[Start of RECORDS SUPPLIED]

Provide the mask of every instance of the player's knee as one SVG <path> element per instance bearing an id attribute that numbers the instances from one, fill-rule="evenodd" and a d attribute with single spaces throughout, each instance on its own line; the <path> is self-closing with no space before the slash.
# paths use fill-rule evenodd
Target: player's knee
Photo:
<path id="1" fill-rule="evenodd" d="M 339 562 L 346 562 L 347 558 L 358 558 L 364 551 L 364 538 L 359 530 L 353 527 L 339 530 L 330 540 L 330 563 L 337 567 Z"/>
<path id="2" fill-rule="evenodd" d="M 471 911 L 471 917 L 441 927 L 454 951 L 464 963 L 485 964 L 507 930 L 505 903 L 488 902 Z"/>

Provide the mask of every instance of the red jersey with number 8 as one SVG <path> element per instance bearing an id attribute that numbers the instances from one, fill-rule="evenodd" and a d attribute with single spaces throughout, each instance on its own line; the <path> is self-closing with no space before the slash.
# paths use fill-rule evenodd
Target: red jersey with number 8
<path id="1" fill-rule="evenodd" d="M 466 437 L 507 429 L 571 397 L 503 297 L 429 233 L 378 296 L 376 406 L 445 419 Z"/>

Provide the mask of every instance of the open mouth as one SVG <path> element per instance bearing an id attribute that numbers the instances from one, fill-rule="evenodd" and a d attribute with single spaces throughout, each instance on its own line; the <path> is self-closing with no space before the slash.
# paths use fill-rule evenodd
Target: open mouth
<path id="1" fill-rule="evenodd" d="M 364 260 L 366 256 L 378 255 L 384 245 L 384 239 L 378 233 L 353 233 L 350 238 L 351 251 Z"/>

[End of RECORDS SUPPLIED]

### WRITTEN TASK:
State how many lines in the entries above contain the string "Target", matching case exactly, and give only the number.

### ANSWER TO THIS TASK:
3